WHAT THE EXERCISE ASKS
Transcribe the material in full. Nothing should differ except that the pictures are left out.

>>>>>

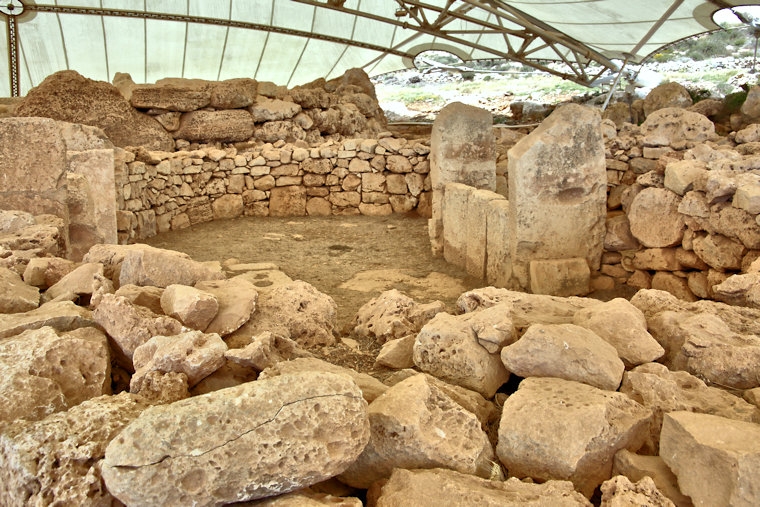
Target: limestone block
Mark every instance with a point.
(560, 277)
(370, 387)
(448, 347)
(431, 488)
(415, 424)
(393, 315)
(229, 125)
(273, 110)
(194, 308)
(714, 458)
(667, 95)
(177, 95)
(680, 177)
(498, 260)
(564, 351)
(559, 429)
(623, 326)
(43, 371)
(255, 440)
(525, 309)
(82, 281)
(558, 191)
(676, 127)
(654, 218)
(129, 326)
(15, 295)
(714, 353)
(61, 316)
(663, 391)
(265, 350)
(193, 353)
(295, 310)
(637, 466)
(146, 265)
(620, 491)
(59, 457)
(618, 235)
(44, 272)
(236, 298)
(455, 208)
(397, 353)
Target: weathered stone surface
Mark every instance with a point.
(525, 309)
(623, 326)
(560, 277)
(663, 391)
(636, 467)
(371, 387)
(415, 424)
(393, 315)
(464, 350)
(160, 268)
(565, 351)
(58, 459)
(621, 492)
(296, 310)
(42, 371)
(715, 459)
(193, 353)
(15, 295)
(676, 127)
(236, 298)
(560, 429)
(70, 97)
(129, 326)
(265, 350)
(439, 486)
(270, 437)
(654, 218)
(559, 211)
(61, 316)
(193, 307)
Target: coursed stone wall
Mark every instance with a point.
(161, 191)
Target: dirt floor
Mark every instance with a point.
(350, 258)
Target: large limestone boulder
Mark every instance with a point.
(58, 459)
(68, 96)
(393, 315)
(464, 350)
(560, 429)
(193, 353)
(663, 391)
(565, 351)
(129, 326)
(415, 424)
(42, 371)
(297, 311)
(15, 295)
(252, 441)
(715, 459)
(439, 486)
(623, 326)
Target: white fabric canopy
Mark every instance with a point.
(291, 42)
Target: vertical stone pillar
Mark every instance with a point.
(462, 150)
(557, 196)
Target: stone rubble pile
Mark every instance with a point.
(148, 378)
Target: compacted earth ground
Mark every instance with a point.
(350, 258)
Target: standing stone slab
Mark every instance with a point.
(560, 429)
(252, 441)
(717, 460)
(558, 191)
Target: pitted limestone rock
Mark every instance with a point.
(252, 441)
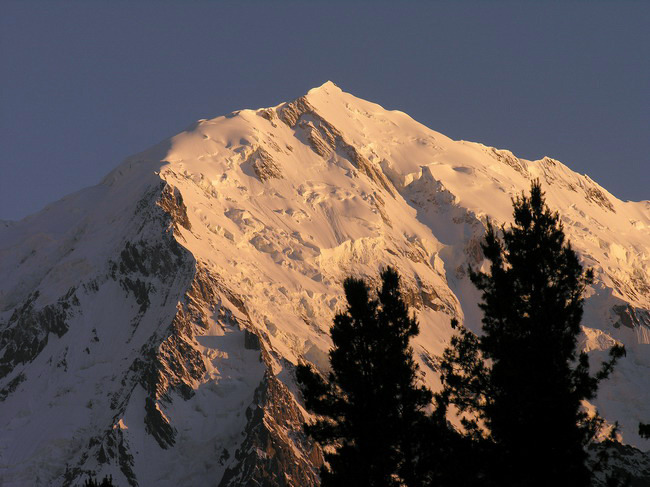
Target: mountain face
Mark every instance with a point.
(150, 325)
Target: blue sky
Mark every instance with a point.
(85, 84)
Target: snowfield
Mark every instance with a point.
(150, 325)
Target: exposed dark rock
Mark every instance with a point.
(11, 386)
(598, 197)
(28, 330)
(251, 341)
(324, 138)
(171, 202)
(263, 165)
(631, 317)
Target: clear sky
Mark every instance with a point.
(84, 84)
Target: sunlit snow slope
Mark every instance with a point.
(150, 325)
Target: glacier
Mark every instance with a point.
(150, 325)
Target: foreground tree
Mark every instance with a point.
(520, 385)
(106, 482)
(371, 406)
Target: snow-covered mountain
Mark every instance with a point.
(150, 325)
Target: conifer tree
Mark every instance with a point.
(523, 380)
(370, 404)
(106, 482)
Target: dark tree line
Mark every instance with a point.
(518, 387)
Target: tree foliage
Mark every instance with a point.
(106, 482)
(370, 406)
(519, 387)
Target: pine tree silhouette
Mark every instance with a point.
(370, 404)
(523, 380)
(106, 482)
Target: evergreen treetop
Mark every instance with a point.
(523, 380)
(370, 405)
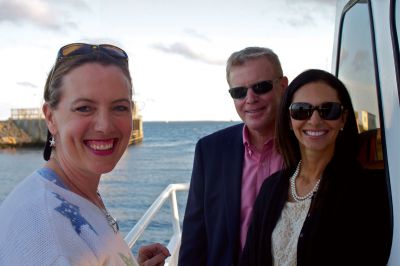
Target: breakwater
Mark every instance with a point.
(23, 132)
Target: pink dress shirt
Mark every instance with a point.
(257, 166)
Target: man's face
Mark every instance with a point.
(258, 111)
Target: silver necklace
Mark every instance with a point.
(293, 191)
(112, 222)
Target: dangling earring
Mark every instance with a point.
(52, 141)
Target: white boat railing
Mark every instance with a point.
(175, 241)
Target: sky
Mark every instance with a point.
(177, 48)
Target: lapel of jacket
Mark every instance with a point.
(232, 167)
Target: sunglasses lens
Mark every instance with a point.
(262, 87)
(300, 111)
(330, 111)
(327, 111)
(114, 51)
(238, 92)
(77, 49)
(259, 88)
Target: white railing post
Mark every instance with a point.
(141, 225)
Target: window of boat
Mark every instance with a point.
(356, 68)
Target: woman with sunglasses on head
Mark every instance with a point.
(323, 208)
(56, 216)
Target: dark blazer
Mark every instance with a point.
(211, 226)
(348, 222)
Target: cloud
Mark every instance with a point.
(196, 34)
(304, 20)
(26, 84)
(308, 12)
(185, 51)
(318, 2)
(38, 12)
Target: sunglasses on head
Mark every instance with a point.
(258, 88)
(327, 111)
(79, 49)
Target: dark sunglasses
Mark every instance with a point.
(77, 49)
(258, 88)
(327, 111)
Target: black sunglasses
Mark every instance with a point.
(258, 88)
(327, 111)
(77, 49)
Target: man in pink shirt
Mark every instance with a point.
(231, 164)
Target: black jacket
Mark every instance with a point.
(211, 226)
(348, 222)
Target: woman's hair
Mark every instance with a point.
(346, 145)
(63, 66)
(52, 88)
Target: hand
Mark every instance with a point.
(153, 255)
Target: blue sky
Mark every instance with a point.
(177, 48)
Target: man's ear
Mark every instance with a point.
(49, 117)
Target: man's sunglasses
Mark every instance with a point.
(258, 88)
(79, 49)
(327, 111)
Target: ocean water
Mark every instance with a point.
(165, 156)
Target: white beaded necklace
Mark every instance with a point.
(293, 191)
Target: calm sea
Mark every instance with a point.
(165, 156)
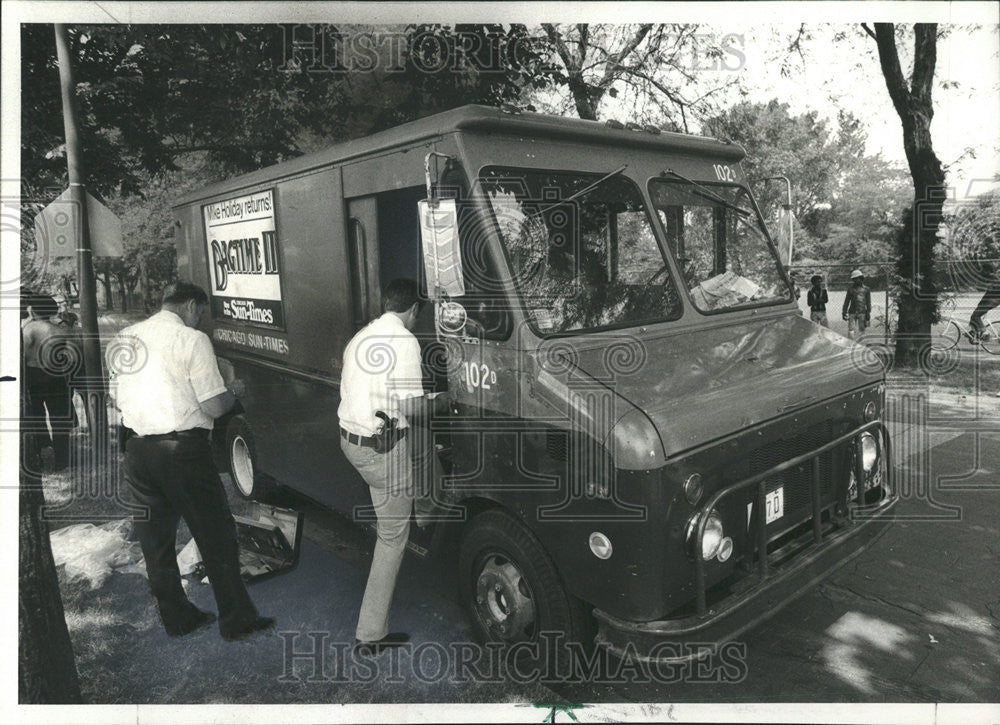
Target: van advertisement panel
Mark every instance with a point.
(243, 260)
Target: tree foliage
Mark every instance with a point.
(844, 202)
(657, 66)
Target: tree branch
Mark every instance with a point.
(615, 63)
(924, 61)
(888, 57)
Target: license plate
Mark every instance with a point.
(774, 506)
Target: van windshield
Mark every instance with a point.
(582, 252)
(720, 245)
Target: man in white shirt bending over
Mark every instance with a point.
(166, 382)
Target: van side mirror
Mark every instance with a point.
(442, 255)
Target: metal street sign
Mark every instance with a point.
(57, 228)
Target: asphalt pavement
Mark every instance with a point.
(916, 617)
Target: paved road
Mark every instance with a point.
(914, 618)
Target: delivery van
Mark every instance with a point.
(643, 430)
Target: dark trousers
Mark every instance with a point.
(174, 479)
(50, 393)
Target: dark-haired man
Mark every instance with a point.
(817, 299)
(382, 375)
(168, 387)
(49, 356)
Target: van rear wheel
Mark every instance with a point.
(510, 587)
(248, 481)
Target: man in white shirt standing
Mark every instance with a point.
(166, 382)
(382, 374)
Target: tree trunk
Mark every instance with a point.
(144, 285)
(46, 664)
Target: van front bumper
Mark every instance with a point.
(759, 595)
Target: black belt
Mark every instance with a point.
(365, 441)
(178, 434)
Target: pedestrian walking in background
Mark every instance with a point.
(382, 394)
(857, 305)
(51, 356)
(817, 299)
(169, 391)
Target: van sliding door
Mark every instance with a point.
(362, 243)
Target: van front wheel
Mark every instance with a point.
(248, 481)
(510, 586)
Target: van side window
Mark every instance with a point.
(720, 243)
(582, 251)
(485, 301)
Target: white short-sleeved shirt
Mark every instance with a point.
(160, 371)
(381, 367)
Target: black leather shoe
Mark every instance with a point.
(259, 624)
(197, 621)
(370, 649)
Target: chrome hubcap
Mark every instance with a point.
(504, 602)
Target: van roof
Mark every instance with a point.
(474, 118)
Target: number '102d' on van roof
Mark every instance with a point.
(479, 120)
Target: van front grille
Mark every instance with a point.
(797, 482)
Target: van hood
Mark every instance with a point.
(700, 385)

<<<<<

WRITTEN REPLY
Target: limestone block
Mark every instance with a point.
(560, 277)
(370, 387)
(448, 347)
(431, 488)
(415, 424)
(393, 315)
(229, 125)
(273, 110)
(194, 308)
(714, 458)
(667, 95)
(177, 95)
(680, 177)
(498, 260)
(564, 351)
(559, 429)
(623, 326)
(43, 371)
(255, 440)
(525, 309)
(82, 281)
(558, 191)
(676, 127)
(654, 218)
(129, 326)
(15, 295)
(714, 353)
(61, 316)
(663, 391)
(265, 350)
(193, 353)
(295, 310)
(637, 466)
(146, 265)
(620, 491)
(59, 457)
(618, 235)
(44, 272)
(236, 298)
(455, 208)
(397, 353)
Target: weathered stone surface
Mark every instance with a point.
(525, 309)
(623, 326)
(560, 277)
(663, 391)
(636, 467)
(371, 387)
(415, 424)
(393, 315)
(464, 350)
(160, 268)
(565, 351)
(58, 459)
(621, 492)
(296, 310)
(42, 371)
(715, 459)
(193, 353)
(15, 295)
(676, 127)
(236, 298)
(560, 429)
(70, 97)
(129, 326)
(265, 350)
(439, 486)
(270, 437)
(654, 218)
(559, 211)
(61, 316)
(193, 307)
Target: coursed stone wall
Mark every instance with a point.
(161, 191)
Target: dirt floor
Mark every instance with a point.
(350, 258)
Target: large limestone boulder
Mark every instance with a point.
(58, 459)
(68, 96)
(393, 315)
(464, 350)
(560, 429)
(193, 353)
(663, 391)
(565, 351)
(129, 326)
(415, 424)
(42, 371)
(297, 311)
(15, 295)
(252, 441)
(715, 459)
(439, 486)
(623, 326)
Target: white fabric canopy
Mark every instance with a point.
(291, 42)
Target: vertical stone pillar
Mark every instance with a point.
(462, 150)
(557, 196)
Target: stone rubble pile
Mark every instance with a point.
(148, 378)
Target: compacted earth ground
Mark every instance with a point.
(350, 258)
Target: standing stone slab
Mark every instance with a point.
(560, 429)
(252, 441)
(717, 460)
(558, 191)
Target: pitted limestone rock
Mark every instance with a point.
(252, 441)
Target: mountain face
Mark every instance with a point.
(150, 325)
Target: blue sky
Mark every instance with a point.
(85, 84)
Target: snowfield
Mark every instance with a point.
(150, 325)
Target: exposed dark rock
Mark every instance with a point.
(11, 386)
(598, 197)
(28, 330)
(251, 341)
(324, 138)
(171, 202)
(263, 165)
(631, 317)
Target: clear sky
Mark every instance with a point.
(84, 84)
Target: sunlit snow slope
Mark every instance with a point.
(150, 325)
Target: glacier
Mark every instance with a point.
(150, 325)
Target: foreground tree
Mark every instance with a point.
(520, 385)
(106, 482)
(371, 406)
Target: snow-covered mountain
Mark every instance with a point.
(150, 325)
Target: conifer tree
Mark every instance with a point.
(523, 380)
(370, 404)
(106, 482)
Target: dark tree line
Mark every instance with a point.
(518, 387)
Target: tree foliage
Mark every instance with a point.
(106, 482)
(370, 406)
(519, 387)
Target: pine tree silhouette
Mark every instance with a point.
(370, 404)
(523, 380)
(106, 482)
Target: evergreen treetop
Mark every instance with a point.
(523, 380)
(370, 405)
Target: breakwater
Mark every instance with a point.
(23, 132)
Target: pink dress shirt
Mark every instance with a point.
(257, 166)
Target: man's face
Mark every instance with a point.
(258, 111)
Target: silver necklace
Mark every instance with a point.
(293, 191)
(112, 222)
Target: dangling earring
Mark every instance with a point.
(52, 141)
Target: white boat railing
Mark every instance with a point.
(175, 241)
Target: sky
Mark every instance with a point.
(177, 48)
Target: lapel of jacket
Mark every instance with a point.
(232, 167)
Target: sunglasses lens
Mark every instance with a point.
(262, 87)
(300, 111)
(330, 111)
(327, 111)
(114, 51)
(238, 92)
(77, 49)
(259, 88)
Target: white railing post
Mark every instance with a point.
(141, 225)
Target: window of boat
Mark every instance with a point.
(356, 68)
Target: woman with sunglasses on head
Mark every instance with a point.
(323, 208)
(56, 216)
Target: dark blazer
Mark every instance with a point.
(211, 226)
(348, 222)
Target: cloud
Mark every instance with a point.
(196, 34)
(304, 20)
(26, 84)
(308, 12)
(185, 51)
(318, 2)
(38, 12)
Target: sunglasses on head
Mark every instance with a point.
(258, 88)
(327, 111)
(79, 49)
Target: dark sunglasses
Mark every instance with a point.
(77, 49)
(258, 88)
(327, 111)
Target: black sunglasses
Mark every instance with a point.
(258, 88)
(327, 111)
(77, 49)
Target: man in pink shirt
Mark every instance with a point.
(231, 164)
Target: black jacket
Mark every instance with a point.
(211, 226)
(348, 222)
Target: woman's hair
Mark every instance with a point.
(346, 145)
(63, 66)
(52, 88)
Target: hand
Mark every instance with a point.
(153, 255)
Target: blue sky
Mark every instance with a point.
(177, 48)
Target: man's ear
Mark every instance with a point.
(49, 117)
Target: man's sunglasses
Mark every instance with a point.
(258, 88)
(79, 49)
(327, 111)
Target: ocean water
Mark every instance with a point.
(165, 156)
Target: white beaded necklace
Mark every instance with a point.
(293, 191)
Target: calm sea
Mark every instance with a point.
(165, 156)
Target: van advertisement panel
Mark every instance with a point.
(243, 260)
Target: tree foliage
Mark every instance with a point.
(844, 202)
(657, 66)
Target: tree branch
Mark every instance with a point.
(615, 63)
(924, 61)
(888, 57)
Target: license plate
Mark every instance with a point.
(774, 506)
Target: van windshield
Mark every instance with a point.
(582, 252)
(720, 245)
Target: man in white shirt bending over
Mark every instance with a point.
(166, 382)
Target: van side mirror
Mark every instance with a point.
(442, 255)
Target: metal street sign
Mark every instance with a point.
(57, 228)
Target: asphalt pavement
Mark every instance with a point.
(916, 617)
Target: paved road
Mark every instance with a point.
(914, 618)
Target: delivery van
Mark every instance with a point.
(643, 430)
Target: dark trousers
Mark every instance with a point.
(174, 479)
(50, 393)
Target: dark-haired man
Mark every instance with a point.
(817, 299)
(382, 375)
(168, 387)
(49, 356)
Target: van rear wheel
Mark every instance with a point.
(510, 587)
(248, 481)
Target: man in white shirt standing
Mark every instance with a point.
(166, 382)
(382, 374)
Target: tree trunk
Mark every instance with a point.
(144, 285)
(46, 664)
Target: van front bumper
Mark every instance with a point.
(759, 595)
Target: black belt
Mark every instance with a point.
(365, 441)
(178, 434)
Target: pedestrian walking in background
Mark every instance with a point.
(382, 394)
(857, 305)
(51, 356)
(817, 299)
(169, 391)
Target: van sliding door
Mark every instance with a point.
(362, 243)
Target: van front wheel
Mark every instance with a point.
(248, 481)
(510, 586)
Target: van side window
Mark every instance with a point.
(720, 243)
(582, 251)
(485, 301)
Target: white short-sleeved shirt
Mark every instance with a point.
(160, 371)
(381, 367)
Target: black leather shoe
Mark every instance with a point.
(259, 624)
(197, 621)
(370, 649)
Target: chrome hubcap
Mark every instance with a point.
(504, 602)
Target: van roof
Mark every instance with a point.
(474, 118)
Target: number '102d' on van roof
Mark every instance with a point.
(479, 120)
Target: van front grille
Mark every instance with a point.
(797, 482)
Target: van hood
Mark every instance with a point.
(700, 385)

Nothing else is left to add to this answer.